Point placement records
[START]
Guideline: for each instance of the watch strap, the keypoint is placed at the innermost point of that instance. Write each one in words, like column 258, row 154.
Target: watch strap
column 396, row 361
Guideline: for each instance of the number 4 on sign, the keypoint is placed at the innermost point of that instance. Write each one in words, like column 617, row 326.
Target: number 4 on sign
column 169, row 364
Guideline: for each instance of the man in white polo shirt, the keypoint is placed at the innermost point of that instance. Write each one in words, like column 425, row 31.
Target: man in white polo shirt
[END]
Exercise objective: Repeat these records line for line, with no changes.

Answer for the task:
Guideline: for each instance of the watch strap, the keypoint is placed at the innermost point of that instance. Write each one in words, like column 258, row 154.
Target: watch strap
column 396, row 361
Guideline: for each instance of the number 4 on sign, the keypoint is placed at the innermost point of that instance. Write each one in words, like column 617, row 326.
Target: number 4 on sign
column 169, row 364
Guideline: for each instance of the man in white polo shirt, the keypoint is placed at the innermost point of that instance. Write each one in words, like column 425, row 31.
Target: man in white polo shirt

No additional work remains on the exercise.